- **Work to do**
Write out the items below again, putting "all instances" in place of each occurrence of "every instance". Leave every other part unchanged.

- **Dataset**
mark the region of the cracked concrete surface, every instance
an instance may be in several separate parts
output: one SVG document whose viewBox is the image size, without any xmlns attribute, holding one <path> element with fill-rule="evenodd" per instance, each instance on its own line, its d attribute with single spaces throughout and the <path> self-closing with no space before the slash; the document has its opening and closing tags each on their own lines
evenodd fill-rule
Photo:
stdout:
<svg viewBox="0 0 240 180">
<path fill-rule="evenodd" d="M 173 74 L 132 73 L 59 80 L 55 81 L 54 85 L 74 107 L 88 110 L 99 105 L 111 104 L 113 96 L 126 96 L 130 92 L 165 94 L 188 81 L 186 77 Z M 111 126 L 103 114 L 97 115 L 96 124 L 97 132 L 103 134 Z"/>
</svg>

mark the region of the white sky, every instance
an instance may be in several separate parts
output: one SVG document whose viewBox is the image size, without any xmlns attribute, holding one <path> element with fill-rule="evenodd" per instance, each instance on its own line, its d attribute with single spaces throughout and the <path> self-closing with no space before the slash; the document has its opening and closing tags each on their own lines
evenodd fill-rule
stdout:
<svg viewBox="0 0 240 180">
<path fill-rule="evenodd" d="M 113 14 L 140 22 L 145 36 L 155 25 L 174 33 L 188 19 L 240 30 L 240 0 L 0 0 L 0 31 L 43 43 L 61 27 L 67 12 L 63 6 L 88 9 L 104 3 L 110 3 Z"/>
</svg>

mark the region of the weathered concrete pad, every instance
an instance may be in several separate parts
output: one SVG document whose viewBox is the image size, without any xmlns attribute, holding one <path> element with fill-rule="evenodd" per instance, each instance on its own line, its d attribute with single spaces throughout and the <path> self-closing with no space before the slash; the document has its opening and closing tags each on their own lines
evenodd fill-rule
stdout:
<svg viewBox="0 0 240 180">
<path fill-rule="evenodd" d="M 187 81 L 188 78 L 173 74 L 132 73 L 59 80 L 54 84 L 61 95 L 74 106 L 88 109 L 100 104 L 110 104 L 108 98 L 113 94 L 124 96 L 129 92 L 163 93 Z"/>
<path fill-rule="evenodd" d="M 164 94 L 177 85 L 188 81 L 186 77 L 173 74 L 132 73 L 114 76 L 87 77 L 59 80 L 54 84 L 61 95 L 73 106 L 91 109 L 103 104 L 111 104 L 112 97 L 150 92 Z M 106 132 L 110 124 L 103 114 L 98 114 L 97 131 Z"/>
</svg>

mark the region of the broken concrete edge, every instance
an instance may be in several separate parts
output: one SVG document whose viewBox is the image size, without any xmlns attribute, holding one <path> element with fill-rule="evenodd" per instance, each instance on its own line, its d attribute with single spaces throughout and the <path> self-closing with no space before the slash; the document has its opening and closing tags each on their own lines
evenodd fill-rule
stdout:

- **The answer**
mark the region of the cracked concrete surface, all instances
an instance may be in several separate parts
output: one SVG document whose viewBox is the image size, without any xmlns attribute, holding one <path> element with fill-rule="evenodd" per instance, each instance on its own line, its d attribute with single spaces throughout and the <path> self-closing with no space before the slash; the document has its opening and closing tags each on their own lines
evenodd fill-rule
Photo:
stdout:
<svg viewBox="0 0 240 180">
<path fill-rule="evenodd" d="M 173 74 L 132 73 L 59 80 L 55 81 L 54 85 L 74 107 L 88 110 L 99 105 L 111 104 L 113 96 L 126 96 L 130 92 L 165 94 L 188 81 L 186 77 Z M 111 126 L 103 114 L 97 115 L 96 124 L 97 132 L 103 134 Z"/>
</svg>

mark the region of the white sky, all instances
an instance may be in several separate parts
output: one SVG document whose viewBox is the image size, without any xmlns attribute, holding one <path> element with fill-rule="evenodd" per instance, each instance on its own line, its d attribute with single spaces throughout and the <path> self-closing with no space before the slash; the document has its opening and closing tags each on their own lines
evenodd fill-rule
stdout:
<svg viewBox="0 0 240 180">
<path fill-rule="evenodd" d="M 113 14 L 140 22 L 145 36 L 155 25 L 174 33 L 188 19 L 240 30 L 240 0 L 0 0 L 0 31 L 43 43 L 61 27 L 67 12 L 63 6 L 88 9 L 104 3 L 110 3 Z"/>
</svg>

mark the region of the weathered concrete pad, all instances
an instance may be in several separate parts
output: one SVG document whose viewBox is the image size, without any xmlns attribute, holding one <path> element with fill-rule="evenodd" per instance, each instance on its own line, its d attribute with single spaces throughout and the <path> self-closing with no space before the slash; the document has its opening and closing tags each on their own lines
evenodd fill-rule
stdout:
<svg viewBox="0 0 240 180">
<path fill-rule="evenodd" d="M 187 81 L 188 78 L 173 74 L 132 73 L 59 80 L 54 84 L 61 95 L 74 106 L 88 109 L 100 104 L 110 104 L 108 98 L 113 94 L 124 96 L 129 92 L 163 93 Z"/>
<path fill-rule="evenodd" d="M 164 94 L 177 85 L 188 81 L 186 77 L 173 74 L 132 73 L 114 76 L 87 77 L 59 80 L 54 84 L 61 95 L 73 106 L 91 109 L 103 104 L 111 104 L 112 97 L 150 92 Z M 106 132 L 110 124 L 103 114 L 98 114 L 97 131 Z"/>
</svg>

mark the region of the broken concrete edge, all instances
an instance may be in several separate parts
output: one SVG document whose viewBox is the image size, without any xmlns attribute, holding one <path> element with fill-rule="evenodd" per instance, each instance on its own line, its d attribute with single spaces throughout and the <path> self-closing with no space before the slash; the document has its opening and closing tags each on their own lines
evenodd fill-rule
stdout:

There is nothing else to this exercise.